- Your goal: Please return the listing below exactly, without any of its pictures.

- Available data:
----------------------------------------

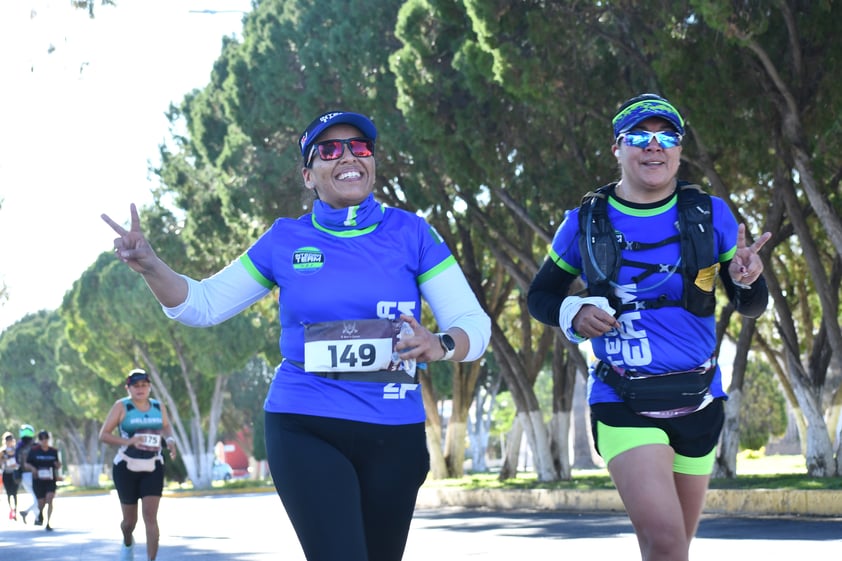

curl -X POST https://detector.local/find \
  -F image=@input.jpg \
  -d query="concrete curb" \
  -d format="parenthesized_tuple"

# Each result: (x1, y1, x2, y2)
(704, 488, 842, 516)
(415, 487, 842, 517)
(62, 484, 842, 517)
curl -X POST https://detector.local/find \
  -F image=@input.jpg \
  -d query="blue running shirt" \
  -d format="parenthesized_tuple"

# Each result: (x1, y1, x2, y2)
(243, 195, 454, 425)
(548, 191, 738, 405)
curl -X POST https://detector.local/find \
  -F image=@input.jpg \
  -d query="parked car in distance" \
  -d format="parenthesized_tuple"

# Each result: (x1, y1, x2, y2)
(212, 458, 234, 482)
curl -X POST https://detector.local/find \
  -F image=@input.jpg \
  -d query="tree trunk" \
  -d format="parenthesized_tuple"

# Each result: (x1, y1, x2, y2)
(62, 419, 106, 488)
(444, 419, 468, 476)
(443, 362, 483, 477)
(467, 370, 500, 473)
(787, 354, 837, 476)
(714, 389, 741, 478)
(420, 369, 447, 479)
(517, 409, 556, 481)
(491, 320, 558, 481)
(715, 317, 756, 477)
(548, 411, 572, 480)
(499, 418, 523, 480)
(549, 337, 577, 479)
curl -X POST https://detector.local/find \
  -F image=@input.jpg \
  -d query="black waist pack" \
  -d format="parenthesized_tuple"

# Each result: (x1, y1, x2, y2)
(593, 361, 714, 413)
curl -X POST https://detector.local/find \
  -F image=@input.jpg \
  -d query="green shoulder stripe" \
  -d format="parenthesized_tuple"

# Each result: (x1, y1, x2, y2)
(549, 248, 580, 275)
(721, 245, 737, 262)
(418, 255, 457, 284)
(239, 254, 275, 289)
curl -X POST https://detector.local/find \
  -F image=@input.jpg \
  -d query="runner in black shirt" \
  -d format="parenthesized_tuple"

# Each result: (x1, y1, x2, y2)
(24, 430, 61, 531)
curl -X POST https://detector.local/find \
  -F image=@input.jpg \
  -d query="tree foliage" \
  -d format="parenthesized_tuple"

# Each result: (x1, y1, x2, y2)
(59, 253, 269, 488)
(3, 0, 842, 482)
(131, 0, 842, 478)
(740, 358, 788, 451)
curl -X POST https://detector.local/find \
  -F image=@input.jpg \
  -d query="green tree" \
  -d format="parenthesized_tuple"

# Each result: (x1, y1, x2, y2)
(0, 311, 112, 486)
(91, 0, 842, 482)
(62, 253, 268, 489)
(392, 0, 842, 478)
(225, 356, 274, 466)
(739, 358, 788, 451)
(157, 0, 498, 480)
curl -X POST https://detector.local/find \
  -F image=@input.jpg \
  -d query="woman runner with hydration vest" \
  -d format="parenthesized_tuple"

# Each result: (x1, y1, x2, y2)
(528, 93, 771, 561)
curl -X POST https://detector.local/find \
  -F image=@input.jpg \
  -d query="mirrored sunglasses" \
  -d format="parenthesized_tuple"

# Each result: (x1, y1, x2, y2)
(619, 130, 683, 149)
(307, 137, 374, 166)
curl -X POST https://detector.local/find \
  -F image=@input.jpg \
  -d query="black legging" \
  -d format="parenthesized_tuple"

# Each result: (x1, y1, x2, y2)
(265, 412, 429, 561)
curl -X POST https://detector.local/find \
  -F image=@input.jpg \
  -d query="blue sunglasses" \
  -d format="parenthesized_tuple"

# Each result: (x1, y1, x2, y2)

----------------------------------------

- Exercise output:
curl -X POST https://detector.local/find \
  -F image=@input.jpg \
  -d query="concrete curb" \
  -d format="parenthesized_tuple"

# Each result: (x1, y1, x2, y2)
(704, 488, 842, 516)
(415, 487, 842, 517)
(62, 484, 842, 517)
curl -X POST https://detector.local/find \
  -F image=@input.jpg \
  -d query="blue running shirt" \
  -d format="parenthesized_tuple"

# Each result: (x1, y1, x2, y2)
(243, 195, 454, 425)
(548, 191, 738, 405)
curl -X POST https://detector.local/find \
  -F image=@input.jpg \
  -d query="parked car in distance" \
  -d format="parenthesized_tuple"

# Each result: (x1, y1, x2, y2)
(212, 458, 234, 482)
curl -X POST https://detector.local/find \
  -F image=@input.jpg \
  -d query="tree trunk" \
  -d format="parenthesized_tuple"

# Each result: (x1, y1, x2, y2)
(62, 419, 106, 488)
(444, 419, 468, 476)
(443, 362, 483, 477)
(467, 370, 500, 473)
(787, 354, 837, 476)
(714, 389, 741, 478)
(420, 369, 447, 479)
(517, 409, 556, 481)
(491, 320, 558, 481)
(715, 317, 756, 477)
(548, 411, 572, 480)
(499, 418, 523, 480)
(549, 337, 577, 479)
curl -X POST https://detector.local/find \
  -F image=@input.jpg \
  -d query="black waist pack" \
  -d format="parenthesized_tuple"

# Each result: (x1, y1, x2, y2)
(593, 361, 714, 413)
curl -X POST https://detector.local/find \
  -F image=@input.jpg \
  -d query="green shoulder stripe" \
  -d format="parenthesized_tuple"

# Each result: (x1, y1, x2, y2)
(549, 248, 580, 275)
(721, 245, 737, 262)
(418, 255, 457, 284)
(239, 254, 275, 289)
curl -X POST https://detector.local/find \
  -F image=@input.jpg \
  -d query="runner in black shirt" \
  -d format="parenthesized_tuple"

# Each result: (x1, y1, x2, y2)
(24, 430, 61, 531)
curl -X POST https://detector.local/find \
  -F image=@input.jpg \
  -d query="tree foliage" \
  -d format="parenthesized_tuple"

# Each result: (x1, y1, x2, y2)
(59, 253, 269, 488)
(3, 0, 842, 482)
(131, 0, 842, 478)
(740, 358, 788, 451)
curl -X POST https://detector.local/find \
  -F image=@input.jpg \
  -d query="green tree" \
  -d format="parenthesized_tuple"

# Each result: (x1, y1, x2, y2)
(0, 311, 112, 486)
(91, 0, 842, 482)
(62, 253, 268, 489)
(392, 0, 842, 478)
(225, 356, 274, 466)
(739, 358, 788, 451)
(157, 0, 498, 480)
curl -X POST https://detector.local/find \
  -F image=@input.jpg \
  -d query="woman runner with hydration vest" \
  -d format="parenthesized_tuple"

# Each result: (x1, y1, x2, y2)
(528, 93, 771, 561)
curl -X POST https://detector.local/find \
  -F image=@input.jpg \
  -d query="mirrored sunglasses" \
  -d format="parenthesized_tuple"

# Each result: (x1, y1, x2, y2)
(619, 130, 683, 149)
(307, 137, 374, 166)
curl -X POST https://detector.local/find \
  -F image=@input.jpg \
  -d query="black legging" \
  -d format="parenthesized_tuple"

# Each result: (x1, y1, x2, y2)
(265, 412, 429, 561)
curl -X POST https://detector.local/find \
  -F image=@input.jpg \
  -d query="blue sunglasses" \
  -d format="parenthesized_tuple"

# Each result: (x1, y1, x2, y2)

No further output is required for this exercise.